PTO.v73.i2.42_1.f5.jpg

Luigi Russolo, an early 20th-century Italian futurist, embraced noise in his paintings, including this one, La Musica, from 1911. (The History Collection/Alamy Stock Photo.)

View larger

The notion of noise originates from the perception of sound phenomena, which has been used to categorize and distinguish certain sounds from others. Such phenomena may be classified differently across languages. This story draws heavily on episodes from the physics communities in Germany, the UK, and the US. But local and national developments can be understood only in an international context, especially regarding the rapid spread of acoustical knowledge and mass-media technologies. For example, radio and sound film spread across political and cultural boundaries where English became a lingua franca.

The shifts and extensions of noise concepts were accompanied by a fundamental transformation of acoustics research. The science of sound has been closely related to the human sensation and perception of hearing and discourses on speech and music. Consequently, acoustics has never been reduced to physics alone; it resides among several disciplines and between science and culture.

People have complained about noise as a nuisance in urban settings at least since antiquity, according to records from ancient Rome. 1 But physicists turned their attention to noise at a relatively late date. It only became a target of study during World War I. The neglect of noise as a subject of acoustics was related first to researchers’ focus on musical sounds and second to the idealization of music as inherently harmonic—a relationship that scholars have traced back to Pythagoras. For example, in his 1619 book, Harmonices Mundi (The Harmony of the World), Johannes Kepler established a correspondence between the harmony of music and the apparently perfect movement of celestial bodies. (See the article by Aviva Rothman, Physics Today, January 2020, page 36 .)

⁂

# [Problems to solve]
• 1. Translate this sentence from the passage on noise in acoustics into Spanish: "But physicists turned their attention to noise at a relatively late date."
• 2. In the passage on noise in acoustics, during what event did noise first become a target of study?
The entries after this point are separate material, unconnected to the passage on noise in acoustics.

# [Data rows]

⁂

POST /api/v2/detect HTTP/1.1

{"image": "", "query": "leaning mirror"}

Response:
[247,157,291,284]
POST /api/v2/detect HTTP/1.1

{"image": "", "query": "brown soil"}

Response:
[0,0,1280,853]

⁂

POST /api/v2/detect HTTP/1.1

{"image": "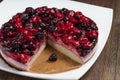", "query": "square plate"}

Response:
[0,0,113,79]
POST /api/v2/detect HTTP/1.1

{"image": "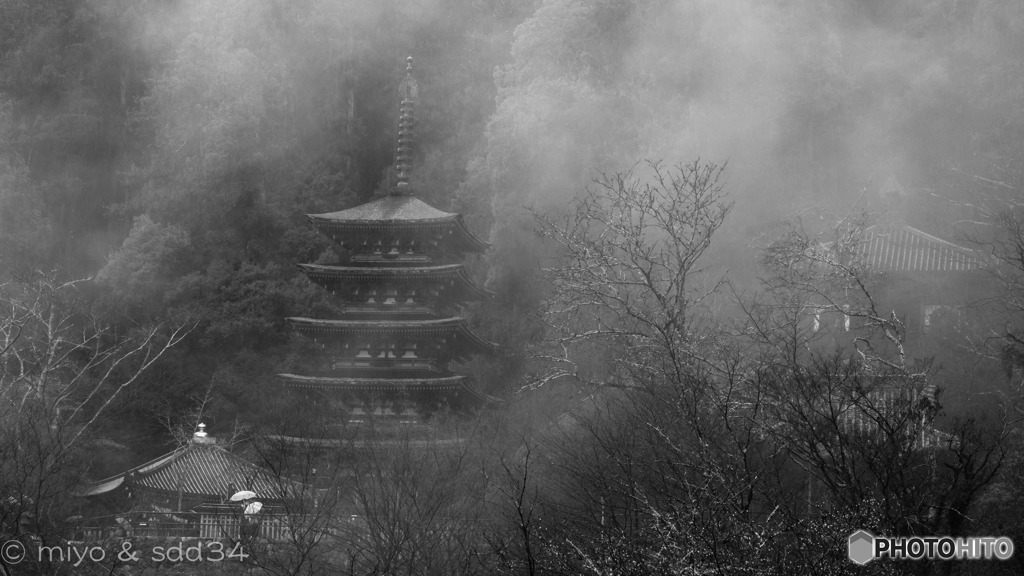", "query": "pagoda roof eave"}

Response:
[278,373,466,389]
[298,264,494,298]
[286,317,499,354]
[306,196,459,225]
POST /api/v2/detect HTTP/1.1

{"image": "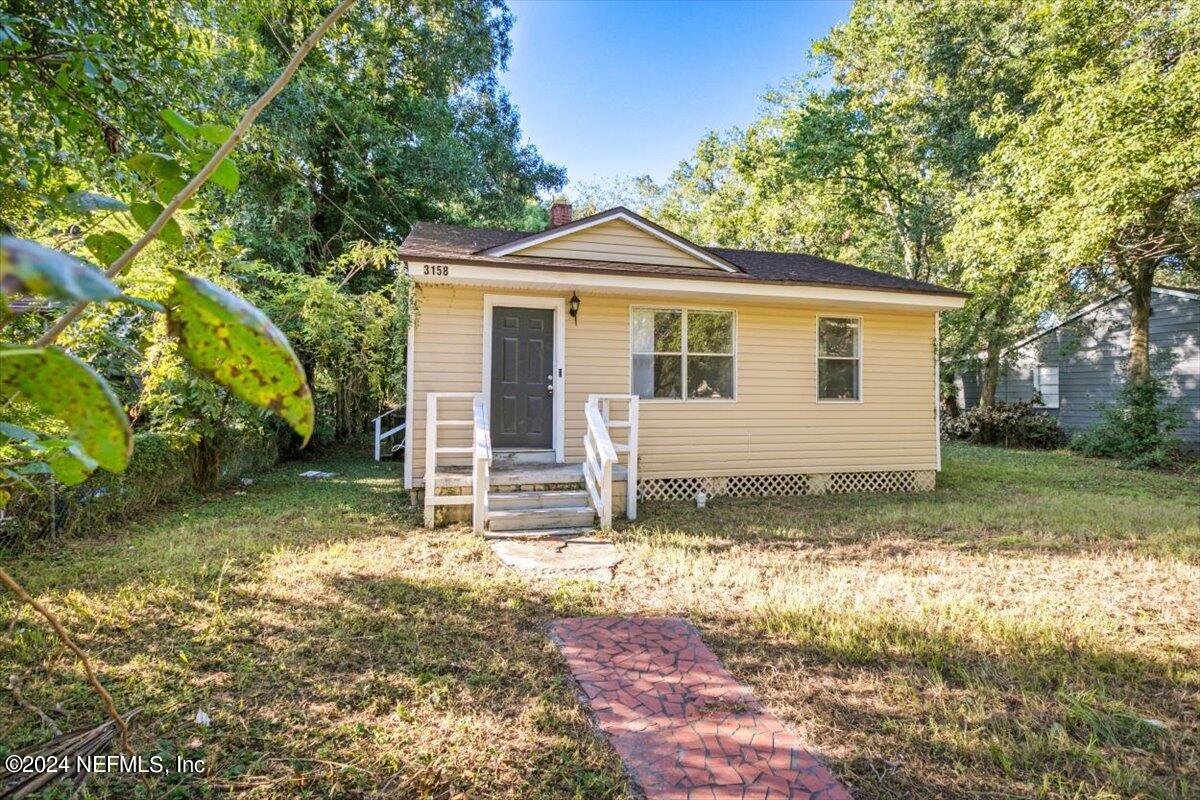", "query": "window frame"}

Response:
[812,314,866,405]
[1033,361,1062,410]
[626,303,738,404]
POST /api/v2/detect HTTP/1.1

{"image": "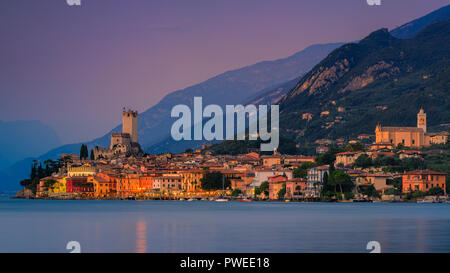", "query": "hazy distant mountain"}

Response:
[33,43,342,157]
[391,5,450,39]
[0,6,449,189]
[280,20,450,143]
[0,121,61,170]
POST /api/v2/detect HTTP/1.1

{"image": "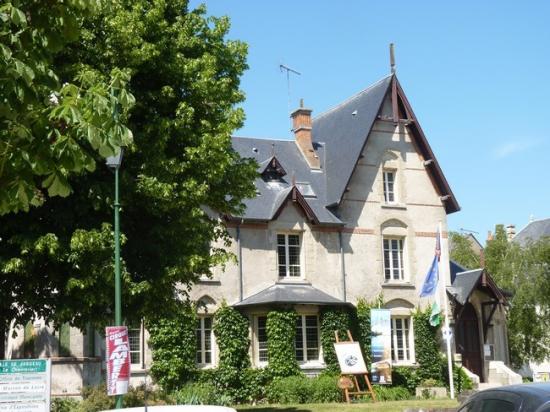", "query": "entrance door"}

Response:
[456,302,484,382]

⁂

# [Answers by task]
• 1. Pero los físicos dirigieron su atención al ruido en una fecha relativamente tardía.

• 2. World War I.